• **Required task a**
According to the article on the animated John Carter of Mars, where and in what year was Bob Clampett born?
====
The First and Only Weekly Online Fanzine Devoted to the Life and Works of Edgar Rice Burroughs
Lost Cartoons: The Animated "John
Carter of Mars"
By Jim Korkis
(Reprinted here with the permission of the author)
This article is copyrighted by Jim Korkis and first appeared at the
Jim Hill Media Website
giving special showing of the animated John Carter project
at Tarzana Ranch, Tarzana, California
One of the advantages of growing up in the Los Angeles area was the opportunity to meet so many amazing people who had been involved in creating some of the animated classics that still entertain and enchant me today. One of the people I got a chance to meet and interview several times was Bob Clampett. By the time I met Bob, he was a controversial figure in the animation community. Even today, it is difficult for me to reconcile the image of the enthusiastic, articulate, generous, helpful and caring Bob Clampett that I knew with the unkind remarks about him made by others who I admired and loved in the animation field. However, that is a story for another column.
Knowing that at the time, most people were only interested in talking with Bob about his career at Warner Brothers, I decided to interview Bob about some of his other animated projects, fearing that the information might be lost to future generations. I spent a great deal of time talking with him about the animated version of BEANY AND CECIL but during the course of the interviews, the discussion would veer off in other directions including other animation related projects that for one reason or another never developed.
The story of one of those lost cartoons is our topic for today.
The world of science fiction is filled with strange tales of alternate futures where one minor event reshaped the entire history of the world. In our world, one minor event in 1935 could have changed the world of animation and science fiction ushering in an era of adult animation. But, alas, that did not happen and is the topic of our sad story today.
Bob Clampett is perhaps best remembered as the creator of the popular BEANY AND CECIL and the director of some of the wildest Looney Tunes shorts this side of Tex Avery. Unlike many other animators, Clampett spent most of his life experimenting with different concepts for animation.
Whether it was developing a pilot for the popular comic strip NAPOLEON AND UNCLE ELBY (in which a trained dog wore a special puppet mask designed by Clampett to achieve the semblance of a variety of facial expressions) or a pilot for an Edgar Bergen and Charlie McCarthy show (where the famous ventriloquist dummy would be animated in slow motion so it could walk from one spot to another), Clampett was never content to just produce funny stories with cute little animals.
Clampett was born in San Diego, California in 1913. When he was quite young, his family moved to Hollywood and for a while, they lived next door to Charlie Chaplin and his brother Syd. While Clampett developed his cartooning skills, he watched some classic movies being filmed on the streets of Los Angeles.
====
• **Required task b**
Please print the stretch of the rows from the line that contains "Where can you see the green flag" through the end of the rows, including both ends.

[Source records]
====
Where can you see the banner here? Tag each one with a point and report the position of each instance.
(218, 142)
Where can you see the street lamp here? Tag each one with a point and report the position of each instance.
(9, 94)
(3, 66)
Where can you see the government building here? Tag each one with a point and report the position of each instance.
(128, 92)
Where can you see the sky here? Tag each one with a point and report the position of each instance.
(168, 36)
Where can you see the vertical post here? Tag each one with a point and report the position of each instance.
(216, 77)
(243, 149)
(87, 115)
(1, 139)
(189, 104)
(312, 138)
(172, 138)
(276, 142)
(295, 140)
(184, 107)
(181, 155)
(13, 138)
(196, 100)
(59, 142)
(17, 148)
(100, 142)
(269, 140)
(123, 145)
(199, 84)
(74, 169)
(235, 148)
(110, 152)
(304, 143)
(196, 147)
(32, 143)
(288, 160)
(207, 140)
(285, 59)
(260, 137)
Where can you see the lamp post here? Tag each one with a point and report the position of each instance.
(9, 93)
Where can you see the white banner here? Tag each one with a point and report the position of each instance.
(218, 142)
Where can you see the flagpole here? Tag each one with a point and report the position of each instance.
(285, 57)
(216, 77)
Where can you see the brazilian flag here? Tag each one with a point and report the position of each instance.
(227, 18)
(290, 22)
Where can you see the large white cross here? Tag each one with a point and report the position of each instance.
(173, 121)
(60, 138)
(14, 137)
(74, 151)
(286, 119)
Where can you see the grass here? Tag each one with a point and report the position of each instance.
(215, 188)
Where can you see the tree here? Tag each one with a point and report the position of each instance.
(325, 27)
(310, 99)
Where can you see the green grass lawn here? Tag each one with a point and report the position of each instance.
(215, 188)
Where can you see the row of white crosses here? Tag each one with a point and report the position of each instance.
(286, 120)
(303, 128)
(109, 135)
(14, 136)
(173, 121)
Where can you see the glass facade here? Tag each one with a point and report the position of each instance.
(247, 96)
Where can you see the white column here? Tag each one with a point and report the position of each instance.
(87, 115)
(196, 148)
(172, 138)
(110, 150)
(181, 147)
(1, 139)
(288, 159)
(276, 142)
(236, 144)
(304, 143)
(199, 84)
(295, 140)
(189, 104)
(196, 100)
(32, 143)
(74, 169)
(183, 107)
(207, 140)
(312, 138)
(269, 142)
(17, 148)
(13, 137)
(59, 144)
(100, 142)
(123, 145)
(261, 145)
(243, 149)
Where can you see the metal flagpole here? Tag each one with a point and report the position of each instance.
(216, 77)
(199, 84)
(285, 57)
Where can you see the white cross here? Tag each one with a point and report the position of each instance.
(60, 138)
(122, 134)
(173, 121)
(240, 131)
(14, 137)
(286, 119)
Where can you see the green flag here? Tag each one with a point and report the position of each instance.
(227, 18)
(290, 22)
====
• **Full response a**
San Diego, California, in 1913.

• **Full response b**
Where can you see the green flag here? Tag each one with a point and report the position of each instance.
(227, 18)
(290, 22)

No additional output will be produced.